(Object pointing dataset rows)
______________________________
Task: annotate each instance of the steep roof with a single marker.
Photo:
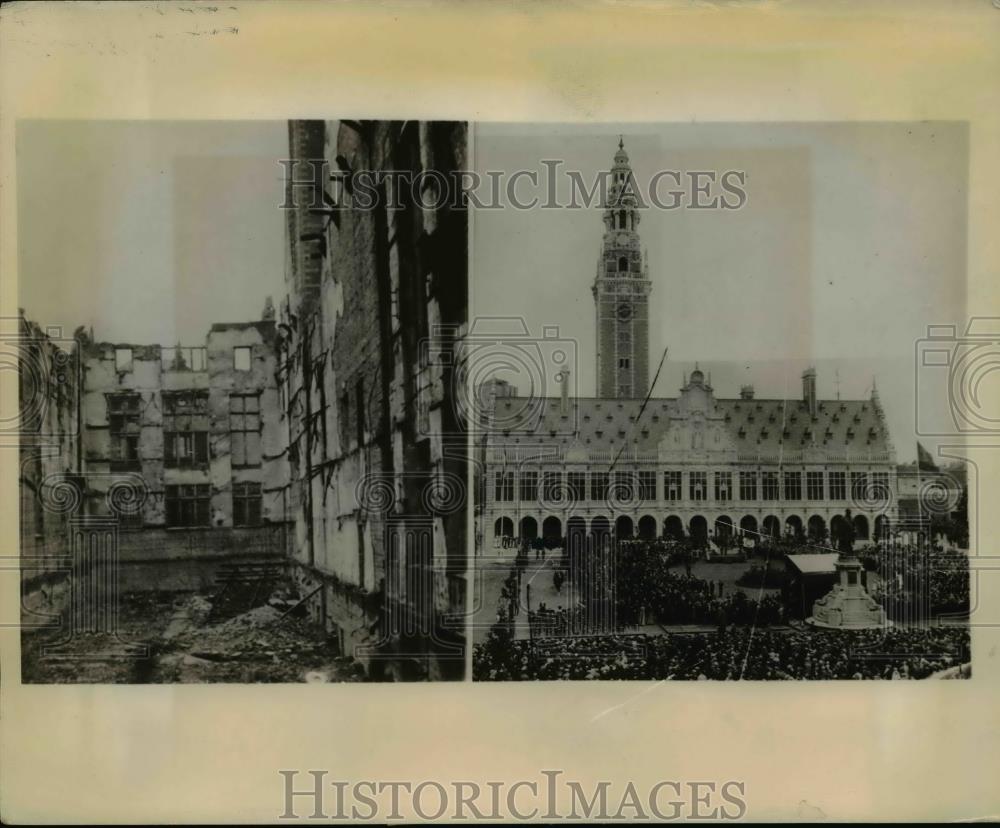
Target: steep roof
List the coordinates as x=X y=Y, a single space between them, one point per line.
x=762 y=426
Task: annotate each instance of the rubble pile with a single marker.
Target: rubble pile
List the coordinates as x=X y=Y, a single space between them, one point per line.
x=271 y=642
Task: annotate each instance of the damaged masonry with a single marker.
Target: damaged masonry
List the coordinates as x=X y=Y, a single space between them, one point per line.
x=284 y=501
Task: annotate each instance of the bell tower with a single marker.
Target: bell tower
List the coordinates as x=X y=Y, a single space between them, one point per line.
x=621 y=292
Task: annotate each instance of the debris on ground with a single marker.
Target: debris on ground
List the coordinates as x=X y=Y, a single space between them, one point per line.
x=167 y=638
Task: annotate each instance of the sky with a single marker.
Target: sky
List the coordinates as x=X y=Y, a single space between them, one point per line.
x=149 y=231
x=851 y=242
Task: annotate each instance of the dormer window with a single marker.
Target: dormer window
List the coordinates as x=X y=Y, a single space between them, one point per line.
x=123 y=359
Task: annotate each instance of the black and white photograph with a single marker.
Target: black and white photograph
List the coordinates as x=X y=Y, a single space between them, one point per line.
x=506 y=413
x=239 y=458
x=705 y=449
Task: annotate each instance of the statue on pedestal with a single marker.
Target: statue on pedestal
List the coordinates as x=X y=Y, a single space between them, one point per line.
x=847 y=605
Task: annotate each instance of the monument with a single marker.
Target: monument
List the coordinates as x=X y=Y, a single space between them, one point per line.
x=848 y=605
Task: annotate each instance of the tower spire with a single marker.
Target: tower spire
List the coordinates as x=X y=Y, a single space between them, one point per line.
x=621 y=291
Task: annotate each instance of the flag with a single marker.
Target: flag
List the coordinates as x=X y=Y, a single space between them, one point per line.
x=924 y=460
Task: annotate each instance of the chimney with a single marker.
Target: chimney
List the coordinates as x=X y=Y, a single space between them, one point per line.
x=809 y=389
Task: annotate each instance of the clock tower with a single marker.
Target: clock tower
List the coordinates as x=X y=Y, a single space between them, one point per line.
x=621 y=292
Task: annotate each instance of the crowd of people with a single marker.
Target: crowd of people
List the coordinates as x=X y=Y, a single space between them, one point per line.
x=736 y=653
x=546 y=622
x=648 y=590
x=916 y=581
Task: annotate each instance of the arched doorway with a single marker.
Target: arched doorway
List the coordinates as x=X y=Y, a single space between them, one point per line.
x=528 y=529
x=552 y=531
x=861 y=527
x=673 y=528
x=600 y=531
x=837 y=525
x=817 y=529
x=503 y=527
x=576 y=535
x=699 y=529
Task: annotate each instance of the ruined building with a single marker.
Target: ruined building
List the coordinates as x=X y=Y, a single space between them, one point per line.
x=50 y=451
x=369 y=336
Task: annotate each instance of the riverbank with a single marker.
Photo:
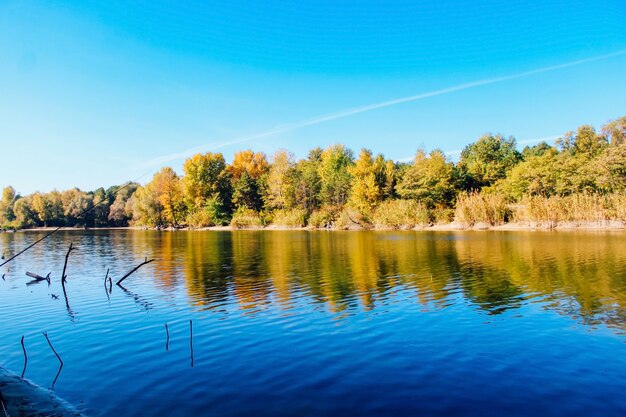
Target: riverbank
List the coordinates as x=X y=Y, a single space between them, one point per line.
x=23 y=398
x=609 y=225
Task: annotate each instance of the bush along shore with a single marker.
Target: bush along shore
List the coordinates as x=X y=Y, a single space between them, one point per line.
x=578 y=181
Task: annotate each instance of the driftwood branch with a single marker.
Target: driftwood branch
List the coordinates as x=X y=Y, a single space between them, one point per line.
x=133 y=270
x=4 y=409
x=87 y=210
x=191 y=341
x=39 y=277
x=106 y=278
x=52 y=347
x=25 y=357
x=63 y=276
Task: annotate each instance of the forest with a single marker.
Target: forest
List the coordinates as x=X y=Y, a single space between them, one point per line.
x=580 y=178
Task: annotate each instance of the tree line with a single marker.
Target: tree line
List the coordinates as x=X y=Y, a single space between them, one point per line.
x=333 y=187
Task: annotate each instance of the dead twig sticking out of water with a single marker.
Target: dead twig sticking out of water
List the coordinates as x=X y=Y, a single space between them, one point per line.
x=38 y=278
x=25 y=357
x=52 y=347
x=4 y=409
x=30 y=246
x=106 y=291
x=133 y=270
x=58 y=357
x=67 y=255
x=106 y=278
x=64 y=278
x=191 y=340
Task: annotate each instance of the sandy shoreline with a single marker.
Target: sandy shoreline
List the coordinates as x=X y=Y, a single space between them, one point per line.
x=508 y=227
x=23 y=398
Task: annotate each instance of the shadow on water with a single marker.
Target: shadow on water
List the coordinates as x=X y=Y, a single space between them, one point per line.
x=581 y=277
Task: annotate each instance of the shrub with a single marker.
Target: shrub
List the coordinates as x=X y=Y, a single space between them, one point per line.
______________________________
* [EXERCISE OBJECTIVE]: Your job is to transcribe the entries above exactly; skip the pictures.

* [RESULT OF THIS TASK]:
Task: annotate each instance of the steep roof with a single marker.
Photo:
Target: steep roof
List the coordinates as x=X y=Y, a single space between them, one point per line.
x=762 y=426
Task: annotate each instance of the rubble pile with a single marker.
Target: rubble pile
List the coordinates as x=X y=Y, a single space between them, one point per line.
x=271 y=642
Task: annotate each instance of the damaged masonry with a single marker.
Target: damaged masonry
List the coordinates as x=X y=Y, a single space between them, one point per line.
x=284 y=501
Task: annotate each instance of the bell tower with a single marker.
Target: bell tower
List the coordinates as x=X y=Y, a single space between them, one point per line.
x=621 y=292
Task: annotate each instance of the debris on ground with a single marker.
Target: debris on ground
List the coordinates as x=X y=Y, a single space between them, one point per line.
x=167 y=638
Task: annotate each instance of the sky with a single marker.
Target: sky
List the coordinates as x=X y=Y, a single space between them, one point per line.
x=149 y=231
x=851 y=242
Task: annotate each instance of the dormer window with a single marker.
Target: dormer window
List the coordinates as x=X y=Y, a single space between them, one point per line.
x=123 y=359
Task: annotate each instance of the black and white photograph with a single marker.
Target: black and white photograph
List the coordinates as x=X y=Y, a single space between them, one point per line.
x=506 y=413
x=239 y=458
x=705 y=449
Task: annotate each instance of the statue on pedestal with a single marker.
Target: statue on pedestal
List the coordinates as x=X y=Y, a single space between them, one point per line.
x=847 y=605
Task: annotate each instance of the monument with a single marker.
Target: monument
List the coordinates as x=X y=Y, a single space between them, one point per line.
x=848 y=605
Task: annotate each instance of the tower spire with a single marker.
Target: tower spire
List the coordinates as x=X y=Y, a single space between them, one point per line.
x=621 y=291
Task: annotate each instance of the flag with a single marker.
Target: flag
List the coordinates as x=X y=Y, a single space between them, one point per line.
x=924 y=460
Task: annotate each instance of the chimney with a single marker.
Target: chimney
List the coordinates as x=X y=Y, a single space between them, one point per line.
x=809 y=389
Task: annotate each instance of the clock tower with a single marker.
Target: clock tower
List the coordinates as x=X y=Y, a single space between them, one point per line.
x=621 y=292
Task: annotate each instance of the crowd of people with a single marker.
Target: crowd of people
List the coordinates as x=X y=Y, a single space between them, one point per line.
x=736 y=653
x=546 y=622
x=648 y=590
x=916 y=581
Task: annotate each instance of the arched doorway with a single marker.
Target: arched doorway
List the coordinates as x=X y=Y, a single space between them, one point per line.
x=528 y=529
x=552 y=531
x=861 y=527
x=673 y=528
x=600 y=531
x=837 y=525
x=817 y=529
x=503 y=527
x=576 y=535
x=699 y=529
Task: annotate each instance of the ruined building with a single marker.
Target: ruined building
List the coordinates as x=X y=Y, a single space between them, one point per line.
x=50 y=451
x=369 y=336
Task: annotate each instance of the riverbank with a single marker.
Photo:
Target: riverbank
List the coordinates as x=X y=Y, a single space between them, one point per line.
x=23 y=398
x=609 y=225
Task: annotate each instance of the bush along shore with a single marker.
Target: bush along shore
List the coordinates as x=X y=Y, a single space between them, one point per line.
x=578 y=181
Task: annotate each instance of the driftwood branch with a single marker.
Target: driftwood branch
List the coordinates as x=X y=Y, a single space between them, one point per line.
x=133 y=270
x=4 y=409
x=87 y=210
x=191 y=341
x=39 y=277
x=106 y=278
x=52 y=347
x=25 y=357
x=63 y=276
Task: annotate each instance of the forest with a single marker.
Target: forest
List the coordinates as x=X y=Y, a single space between them, one point per line.
x=580 y=178
Task: annotate each instance of the tree line with a single marker.
Target: tree line
List the coordinates as x=X y=Y, a single space between them, one point per line.
x=333 y=187
Task: annotate each instance of the dead twig sticking out of water with a single marker.
Target: dead twig sticking out of water
List the coordinates as x=X y=Y, a single space between them, one point per line.
x=38 y=278
x=25 y=357
x=52 y=347
x=4 y=409
x=30 y=246
x=106 y=291
x=133 y=270
x=58 y=357
x=67 y=255
x=106 y=278
x=64 y=278
x=191 y=340
Task: annotate each instance of the sandy shoreline with a single marker.
Target: sandy shoreline
List the coordinates as x=X y=Y, a single space between them, one point per line.
x=508 y=227
x=23 y=398
Task: annotate each instance of the shadow on water with a single marker.
Target: shadow on water
List the coordinates as x=X y=Y, a single space between them, one point per line.
x=581 y=277
Task: annotate each instance of the shrub with a single marker.
Target: shrub
List the coordinates as x=X y=Y, a single space between them, one point per line.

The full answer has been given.